(Entries taken from a collection)
·····

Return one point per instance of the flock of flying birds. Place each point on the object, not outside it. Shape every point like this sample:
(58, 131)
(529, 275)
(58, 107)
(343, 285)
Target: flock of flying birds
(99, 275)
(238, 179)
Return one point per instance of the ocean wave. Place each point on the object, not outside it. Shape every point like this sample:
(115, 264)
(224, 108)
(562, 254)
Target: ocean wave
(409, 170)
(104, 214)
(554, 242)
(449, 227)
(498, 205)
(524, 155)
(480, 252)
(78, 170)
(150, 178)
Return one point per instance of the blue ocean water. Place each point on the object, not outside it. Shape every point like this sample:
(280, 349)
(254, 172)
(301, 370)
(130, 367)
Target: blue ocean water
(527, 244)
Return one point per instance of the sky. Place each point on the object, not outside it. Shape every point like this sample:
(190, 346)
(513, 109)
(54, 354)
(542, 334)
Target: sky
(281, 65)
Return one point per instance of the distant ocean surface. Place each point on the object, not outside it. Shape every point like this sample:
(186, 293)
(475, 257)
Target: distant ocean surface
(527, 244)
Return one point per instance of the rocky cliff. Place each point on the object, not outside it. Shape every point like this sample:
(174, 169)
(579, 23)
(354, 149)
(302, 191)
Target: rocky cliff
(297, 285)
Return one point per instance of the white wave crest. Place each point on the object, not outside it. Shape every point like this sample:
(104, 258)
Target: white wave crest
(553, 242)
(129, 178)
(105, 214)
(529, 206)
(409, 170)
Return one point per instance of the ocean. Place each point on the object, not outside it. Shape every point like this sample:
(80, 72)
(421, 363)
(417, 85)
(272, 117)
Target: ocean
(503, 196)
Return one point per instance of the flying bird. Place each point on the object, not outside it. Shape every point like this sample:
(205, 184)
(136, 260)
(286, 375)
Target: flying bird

·····

» **Task to complete**
All of the data must be returned exactly.

» **Expected answer**
Return one point per instance of the flock of flying birds. Place each point on the object, not outside it. Shape every point like this sample:
(58, 131)
(529, 275)
(58, 107)
(343, 285)
Target: flock of flying birds
(99, 275)
(238, 179)
Return one point per instance of the ocean wave. Place each point on the object, not outside it. Shape every point like this sample:
(115, 264)
(224, 108)
(562, 254)
Target: ocean wave
(409, 170)
(104, 214)
(554, 242)
(449, 227)
(498, 205)
(524, 155)
(480, 252)
(78, 170)
(150, 178)
Return one point per instance of the blue ocean water. Place each point on the object, not outside it. Shape every point like this sample:
(280, 349)
(254, 172)
(301, 370)
(130, 367)
Target: blue ocean water
(527, 244)
Return one point per instance of the sky. Place each point on the object, not outside it. Shape every point like this sample:
(190, 346)
(513, 109)
(54, 354)
(542, 334)
Target: sky
(281, 65)
Return one point per instance of the distant ocean surface. Place each point on the object, not outside it. Shape every point like this sample:
(186, 293)
(475, 257)
Target: distant ocean surface
(527, 244)
Return one point per instance of the rocky cliff. Place each point on the object, not outside it. Shape every point like this sample:
(174, 169)
(579, 23)
(354, 149)
(302, 191)
Target: rocky cliff
(297, 285)
Return one point per instance of the white wave crest. Place each point on the object, not outside it. Shape every point like this sample:
(104, 258)
Target: white wave crest
(553, 242)
(129, 178)
(105, 214)
(529, 206)
(409, 170)
Return one point per instance of the ocean. Place each point on the object, not outside it. Shape every point like this sample:
(80, 72)
(421, 363)
(417, 85)
(272, 117)
Target: ocean
(503, 196)
Return one point per instance of the flying bird. Place each point on the object, not outside it. Shape every point like this sample:
(205, 184)
(136, 260)
(286, 375)
Target: flying bird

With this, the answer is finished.